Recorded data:
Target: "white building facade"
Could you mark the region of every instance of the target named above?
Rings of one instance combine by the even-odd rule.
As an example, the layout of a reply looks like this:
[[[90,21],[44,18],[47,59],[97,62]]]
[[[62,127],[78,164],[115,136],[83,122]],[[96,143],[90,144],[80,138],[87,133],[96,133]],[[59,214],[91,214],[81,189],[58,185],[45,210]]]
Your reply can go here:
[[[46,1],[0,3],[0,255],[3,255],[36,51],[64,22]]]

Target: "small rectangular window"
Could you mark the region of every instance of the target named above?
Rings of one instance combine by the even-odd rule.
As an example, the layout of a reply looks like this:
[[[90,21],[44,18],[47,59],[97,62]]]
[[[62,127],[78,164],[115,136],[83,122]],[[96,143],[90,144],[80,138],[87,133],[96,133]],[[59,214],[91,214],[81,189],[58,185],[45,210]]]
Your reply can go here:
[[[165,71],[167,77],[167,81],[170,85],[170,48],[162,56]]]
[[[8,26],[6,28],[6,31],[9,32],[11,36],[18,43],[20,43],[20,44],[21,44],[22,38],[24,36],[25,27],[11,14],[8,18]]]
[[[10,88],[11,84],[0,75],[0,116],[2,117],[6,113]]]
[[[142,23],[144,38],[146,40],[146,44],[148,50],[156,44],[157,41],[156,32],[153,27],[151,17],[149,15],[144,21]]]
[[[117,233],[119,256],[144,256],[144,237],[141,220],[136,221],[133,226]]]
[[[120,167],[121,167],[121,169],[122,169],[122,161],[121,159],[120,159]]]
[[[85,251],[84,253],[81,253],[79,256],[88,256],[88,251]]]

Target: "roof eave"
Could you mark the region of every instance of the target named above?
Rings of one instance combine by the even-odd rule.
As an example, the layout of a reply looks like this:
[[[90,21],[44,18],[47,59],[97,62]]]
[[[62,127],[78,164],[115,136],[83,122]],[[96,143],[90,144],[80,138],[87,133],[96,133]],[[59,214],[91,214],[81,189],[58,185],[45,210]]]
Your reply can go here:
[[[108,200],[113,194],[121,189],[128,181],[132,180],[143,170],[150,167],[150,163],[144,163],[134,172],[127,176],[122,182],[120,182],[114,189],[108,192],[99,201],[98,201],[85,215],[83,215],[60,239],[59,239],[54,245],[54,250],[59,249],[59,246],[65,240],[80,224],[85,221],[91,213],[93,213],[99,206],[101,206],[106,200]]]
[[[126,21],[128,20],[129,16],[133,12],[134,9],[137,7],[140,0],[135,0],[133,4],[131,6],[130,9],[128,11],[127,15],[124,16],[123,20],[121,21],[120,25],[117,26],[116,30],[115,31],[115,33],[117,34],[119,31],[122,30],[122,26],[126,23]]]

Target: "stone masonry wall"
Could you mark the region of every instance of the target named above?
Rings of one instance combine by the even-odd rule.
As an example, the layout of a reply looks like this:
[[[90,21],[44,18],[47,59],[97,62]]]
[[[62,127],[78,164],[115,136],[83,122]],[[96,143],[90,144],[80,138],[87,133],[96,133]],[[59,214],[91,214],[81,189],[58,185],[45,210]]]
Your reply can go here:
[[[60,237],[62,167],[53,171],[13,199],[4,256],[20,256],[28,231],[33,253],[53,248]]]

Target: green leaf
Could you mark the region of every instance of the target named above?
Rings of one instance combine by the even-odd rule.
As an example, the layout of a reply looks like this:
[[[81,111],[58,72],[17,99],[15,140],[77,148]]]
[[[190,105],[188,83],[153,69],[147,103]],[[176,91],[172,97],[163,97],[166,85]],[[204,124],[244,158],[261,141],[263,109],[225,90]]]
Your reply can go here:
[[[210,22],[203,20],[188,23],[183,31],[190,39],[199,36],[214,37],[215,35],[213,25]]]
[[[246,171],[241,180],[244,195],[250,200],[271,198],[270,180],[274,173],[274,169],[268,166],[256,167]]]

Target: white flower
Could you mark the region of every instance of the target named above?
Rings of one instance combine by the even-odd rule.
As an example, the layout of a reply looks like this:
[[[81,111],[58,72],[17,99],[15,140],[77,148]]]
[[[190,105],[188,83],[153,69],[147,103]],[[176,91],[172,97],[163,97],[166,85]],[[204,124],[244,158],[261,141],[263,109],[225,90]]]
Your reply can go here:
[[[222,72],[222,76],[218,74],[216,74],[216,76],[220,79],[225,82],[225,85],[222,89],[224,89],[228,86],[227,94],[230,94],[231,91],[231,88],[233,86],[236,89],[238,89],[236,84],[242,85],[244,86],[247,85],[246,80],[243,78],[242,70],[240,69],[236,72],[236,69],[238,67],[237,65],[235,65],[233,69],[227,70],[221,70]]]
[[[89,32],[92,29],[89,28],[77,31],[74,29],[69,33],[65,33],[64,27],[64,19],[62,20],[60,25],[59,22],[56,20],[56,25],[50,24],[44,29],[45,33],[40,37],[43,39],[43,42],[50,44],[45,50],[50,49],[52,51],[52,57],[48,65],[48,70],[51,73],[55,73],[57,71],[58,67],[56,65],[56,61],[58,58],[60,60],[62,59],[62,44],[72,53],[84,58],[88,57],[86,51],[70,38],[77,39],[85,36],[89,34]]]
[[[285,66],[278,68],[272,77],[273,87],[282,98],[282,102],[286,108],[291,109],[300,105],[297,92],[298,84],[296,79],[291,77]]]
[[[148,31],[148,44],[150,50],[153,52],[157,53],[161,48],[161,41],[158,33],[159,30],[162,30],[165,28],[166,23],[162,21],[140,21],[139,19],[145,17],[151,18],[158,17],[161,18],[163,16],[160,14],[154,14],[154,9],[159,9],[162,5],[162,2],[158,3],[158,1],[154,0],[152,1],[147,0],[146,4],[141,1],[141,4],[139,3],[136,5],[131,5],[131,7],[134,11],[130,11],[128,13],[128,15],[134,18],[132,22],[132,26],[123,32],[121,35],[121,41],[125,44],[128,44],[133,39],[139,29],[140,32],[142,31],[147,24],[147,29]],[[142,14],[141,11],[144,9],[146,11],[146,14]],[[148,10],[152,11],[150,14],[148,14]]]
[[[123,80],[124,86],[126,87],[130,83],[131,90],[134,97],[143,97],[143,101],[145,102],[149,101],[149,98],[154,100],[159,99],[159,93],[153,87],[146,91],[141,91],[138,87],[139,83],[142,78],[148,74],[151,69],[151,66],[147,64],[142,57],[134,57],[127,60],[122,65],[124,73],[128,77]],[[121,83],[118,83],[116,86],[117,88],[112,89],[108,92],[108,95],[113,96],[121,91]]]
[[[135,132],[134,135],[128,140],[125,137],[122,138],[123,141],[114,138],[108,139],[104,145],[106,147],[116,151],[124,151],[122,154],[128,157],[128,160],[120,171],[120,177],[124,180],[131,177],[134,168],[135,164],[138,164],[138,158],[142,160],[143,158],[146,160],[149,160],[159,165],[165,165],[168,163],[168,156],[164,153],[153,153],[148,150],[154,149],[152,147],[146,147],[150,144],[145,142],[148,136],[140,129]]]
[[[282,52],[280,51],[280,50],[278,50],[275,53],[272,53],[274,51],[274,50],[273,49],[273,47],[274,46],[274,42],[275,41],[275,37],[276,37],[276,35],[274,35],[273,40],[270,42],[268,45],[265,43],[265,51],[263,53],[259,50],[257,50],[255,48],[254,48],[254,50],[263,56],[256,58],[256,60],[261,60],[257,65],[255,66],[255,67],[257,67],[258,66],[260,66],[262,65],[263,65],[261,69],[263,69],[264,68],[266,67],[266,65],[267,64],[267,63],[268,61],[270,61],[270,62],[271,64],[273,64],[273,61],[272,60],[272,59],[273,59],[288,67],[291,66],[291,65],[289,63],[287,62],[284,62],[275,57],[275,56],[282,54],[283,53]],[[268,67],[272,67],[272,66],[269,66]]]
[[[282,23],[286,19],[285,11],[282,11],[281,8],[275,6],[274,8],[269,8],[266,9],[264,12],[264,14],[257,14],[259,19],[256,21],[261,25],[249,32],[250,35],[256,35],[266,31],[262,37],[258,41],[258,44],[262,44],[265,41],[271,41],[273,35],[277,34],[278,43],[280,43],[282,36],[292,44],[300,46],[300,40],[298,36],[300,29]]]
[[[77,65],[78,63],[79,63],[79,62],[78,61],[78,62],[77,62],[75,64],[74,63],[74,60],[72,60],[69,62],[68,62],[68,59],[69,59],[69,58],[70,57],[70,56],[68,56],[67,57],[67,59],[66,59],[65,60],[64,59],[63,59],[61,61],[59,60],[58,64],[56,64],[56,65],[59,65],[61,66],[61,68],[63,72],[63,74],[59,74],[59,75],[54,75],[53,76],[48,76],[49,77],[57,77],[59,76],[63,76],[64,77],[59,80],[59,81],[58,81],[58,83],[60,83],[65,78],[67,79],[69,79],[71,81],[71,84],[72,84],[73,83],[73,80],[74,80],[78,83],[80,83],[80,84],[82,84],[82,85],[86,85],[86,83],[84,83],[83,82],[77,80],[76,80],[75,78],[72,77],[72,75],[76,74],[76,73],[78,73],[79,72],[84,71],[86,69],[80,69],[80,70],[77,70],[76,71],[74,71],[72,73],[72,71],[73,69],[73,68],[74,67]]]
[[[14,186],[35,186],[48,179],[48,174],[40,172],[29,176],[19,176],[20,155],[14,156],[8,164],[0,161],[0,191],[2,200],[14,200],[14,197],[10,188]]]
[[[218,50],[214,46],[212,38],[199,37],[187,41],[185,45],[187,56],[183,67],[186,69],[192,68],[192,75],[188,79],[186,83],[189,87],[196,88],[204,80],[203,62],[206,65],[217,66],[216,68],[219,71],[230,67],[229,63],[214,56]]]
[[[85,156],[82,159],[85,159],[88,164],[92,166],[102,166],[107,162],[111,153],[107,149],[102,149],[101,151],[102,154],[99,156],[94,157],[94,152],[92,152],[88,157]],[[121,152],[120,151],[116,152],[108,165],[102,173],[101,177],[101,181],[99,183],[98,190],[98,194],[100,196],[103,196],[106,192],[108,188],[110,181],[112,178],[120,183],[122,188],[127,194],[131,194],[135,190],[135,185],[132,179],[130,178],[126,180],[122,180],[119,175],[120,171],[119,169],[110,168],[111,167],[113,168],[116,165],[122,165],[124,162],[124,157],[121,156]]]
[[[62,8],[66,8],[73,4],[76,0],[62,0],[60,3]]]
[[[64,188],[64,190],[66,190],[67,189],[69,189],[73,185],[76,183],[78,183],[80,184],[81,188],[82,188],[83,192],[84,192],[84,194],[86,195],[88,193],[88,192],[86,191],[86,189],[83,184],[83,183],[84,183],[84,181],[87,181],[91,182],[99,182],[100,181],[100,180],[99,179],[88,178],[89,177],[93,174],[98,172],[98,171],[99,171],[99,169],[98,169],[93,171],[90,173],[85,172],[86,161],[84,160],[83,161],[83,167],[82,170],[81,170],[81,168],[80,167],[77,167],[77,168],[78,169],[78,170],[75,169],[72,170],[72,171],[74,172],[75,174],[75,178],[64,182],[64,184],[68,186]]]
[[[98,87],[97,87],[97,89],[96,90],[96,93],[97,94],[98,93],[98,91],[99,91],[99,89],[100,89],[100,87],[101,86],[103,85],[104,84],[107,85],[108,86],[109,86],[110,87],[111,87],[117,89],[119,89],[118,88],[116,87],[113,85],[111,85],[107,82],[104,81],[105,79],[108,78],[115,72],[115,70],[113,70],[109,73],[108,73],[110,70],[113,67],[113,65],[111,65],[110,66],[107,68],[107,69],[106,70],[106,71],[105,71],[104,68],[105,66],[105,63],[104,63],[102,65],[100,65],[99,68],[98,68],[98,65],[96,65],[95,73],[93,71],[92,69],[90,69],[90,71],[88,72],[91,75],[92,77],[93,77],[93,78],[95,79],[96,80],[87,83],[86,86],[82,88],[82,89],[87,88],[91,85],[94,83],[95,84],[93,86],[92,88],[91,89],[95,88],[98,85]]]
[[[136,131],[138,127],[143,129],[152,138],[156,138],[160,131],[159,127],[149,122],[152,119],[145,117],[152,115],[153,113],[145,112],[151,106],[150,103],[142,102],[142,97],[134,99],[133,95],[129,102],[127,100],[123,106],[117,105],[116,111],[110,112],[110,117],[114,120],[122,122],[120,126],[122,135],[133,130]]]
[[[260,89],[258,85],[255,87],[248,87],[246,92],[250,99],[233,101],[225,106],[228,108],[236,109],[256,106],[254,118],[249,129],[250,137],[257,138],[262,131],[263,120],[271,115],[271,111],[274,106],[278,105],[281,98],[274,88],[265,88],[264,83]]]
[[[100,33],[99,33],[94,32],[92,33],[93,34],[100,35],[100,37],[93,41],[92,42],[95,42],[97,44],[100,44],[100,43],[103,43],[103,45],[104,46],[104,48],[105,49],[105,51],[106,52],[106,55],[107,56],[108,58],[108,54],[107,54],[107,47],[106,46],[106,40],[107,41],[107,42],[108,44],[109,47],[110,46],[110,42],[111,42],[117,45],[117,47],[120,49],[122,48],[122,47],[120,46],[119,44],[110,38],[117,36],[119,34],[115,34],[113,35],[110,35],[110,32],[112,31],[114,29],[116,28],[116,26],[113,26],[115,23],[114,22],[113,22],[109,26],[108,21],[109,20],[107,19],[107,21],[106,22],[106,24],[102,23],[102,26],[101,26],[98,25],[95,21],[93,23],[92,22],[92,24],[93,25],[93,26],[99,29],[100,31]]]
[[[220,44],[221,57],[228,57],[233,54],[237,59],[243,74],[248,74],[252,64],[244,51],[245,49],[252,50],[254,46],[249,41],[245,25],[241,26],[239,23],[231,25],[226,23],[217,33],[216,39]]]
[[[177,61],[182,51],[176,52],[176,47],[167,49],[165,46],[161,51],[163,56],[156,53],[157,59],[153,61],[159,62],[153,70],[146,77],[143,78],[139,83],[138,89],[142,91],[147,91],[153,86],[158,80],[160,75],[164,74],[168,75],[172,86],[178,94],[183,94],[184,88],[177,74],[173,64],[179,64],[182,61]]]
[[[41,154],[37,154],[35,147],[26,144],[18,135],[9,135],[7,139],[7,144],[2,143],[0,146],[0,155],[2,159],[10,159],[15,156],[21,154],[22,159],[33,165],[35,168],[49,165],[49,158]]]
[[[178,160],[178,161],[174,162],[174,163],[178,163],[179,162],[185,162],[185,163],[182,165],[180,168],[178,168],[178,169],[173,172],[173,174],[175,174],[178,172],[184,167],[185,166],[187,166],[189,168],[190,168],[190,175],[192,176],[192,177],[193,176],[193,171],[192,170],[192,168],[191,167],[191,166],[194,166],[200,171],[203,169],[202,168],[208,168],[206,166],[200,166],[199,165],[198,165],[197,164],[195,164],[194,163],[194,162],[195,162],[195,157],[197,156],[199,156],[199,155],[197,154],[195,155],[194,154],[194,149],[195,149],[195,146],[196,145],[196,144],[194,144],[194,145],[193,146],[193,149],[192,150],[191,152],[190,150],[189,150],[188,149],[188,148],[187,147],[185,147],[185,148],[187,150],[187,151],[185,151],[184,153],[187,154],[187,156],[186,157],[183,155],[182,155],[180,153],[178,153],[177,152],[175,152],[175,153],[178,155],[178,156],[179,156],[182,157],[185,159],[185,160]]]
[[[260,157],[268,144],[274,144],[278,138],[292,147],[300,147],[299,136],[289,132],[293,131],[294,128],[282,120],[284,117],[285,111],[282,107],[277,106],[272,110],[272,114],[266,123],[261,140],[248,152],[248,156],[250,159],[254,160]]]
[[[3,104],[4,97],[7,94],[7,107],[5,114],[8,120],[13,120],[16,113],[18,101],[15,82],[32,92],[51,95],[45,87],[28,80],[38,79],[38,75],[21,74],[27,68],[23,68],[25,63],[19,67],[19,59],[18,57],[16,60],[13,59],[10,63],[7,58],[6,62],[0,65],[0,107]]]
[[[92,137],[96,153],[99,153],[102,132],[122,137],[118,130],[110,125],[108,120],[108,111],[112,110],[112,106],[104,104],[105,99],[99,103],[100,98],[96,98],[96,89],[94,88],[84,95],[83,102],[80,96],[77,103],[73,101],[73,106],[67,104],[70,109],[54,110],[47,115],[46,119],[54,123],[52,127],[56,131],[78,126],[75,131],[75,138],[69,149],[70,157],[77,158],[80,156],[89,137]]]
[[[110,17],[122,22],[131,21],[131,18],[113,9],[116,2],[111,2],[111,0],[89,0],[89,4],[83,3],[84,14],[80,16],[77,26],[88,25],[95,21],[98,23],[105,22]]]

> _What the exercise asks_:
Could you write out everything from the start of the records down to the line containing "[[[85,251],[84,253],[81,253],[79,256],[88,256],[88,251]]]", substituting "format" for "layout" and leaving all else unchanged?

> _Correct response_:
Target: "white building facade"
Could you mark the region of every instance of the target named above?
Rings of one instance combine by the even-odd rule.
As an example, the format of a reply looks like this:
[[[90,21],[44,18],[47,59],[97,62]]]
[[[62,127],[78,164],[115,136],[83,122]],[[96,143],[90,144],[80,138],[87,133],[96,133]],[[59,214],[91,214],[81,189],[58,185],[45,210]]]
Your reply can go here:
[[[46,1],[0,3],[0,255],[3,255],[36,51],[64,22]]]

Target: "small rectangular window"
Could you mark the region of every instance of the target named above?
Rings of one instance combine by the even-odd rule.
As an example, the format of a reply looks like this:
[[[90,21],[44,18],[47,59],[97,62]]]
[[[62,127],[78,164],[115,136],[83,122]],[[96,143],[90,144],[80,138],[87,133],[96,133]],[[59,214],[91,214],[81,189],[58,185],[45,210]]]
Your reply can go here:
[[[165,71],[167,77],[167,81],[170,85],[170,48],[162,56]]]
[[[8,26],[6,28],[6,31],[9,32],[11,36],[18,43],[20,43],[20,44],[21,44],[22,38],[24,36],[25,27],[11,14],[8,18]]]
[[[10,88],[11,84],[0,75],[0,116],[2,117],[6,113]]]
[[[142,23],[144,38],[146,40],[146,44],[148,50],[156,44],[157,41],[156,32],[153,27],[151,17],[149,15],[144,21]]]
[[[117,233],[119,256],[144,256],[144,237],[141,220],[136,221],[133,226]]]
[[[120,167],[121,167],[121,169],[122,169],[122,161],[121,159],[120,159]]]
[[[85,251],[84,253],[81,253],[79,256],[88,256],[88,251]]]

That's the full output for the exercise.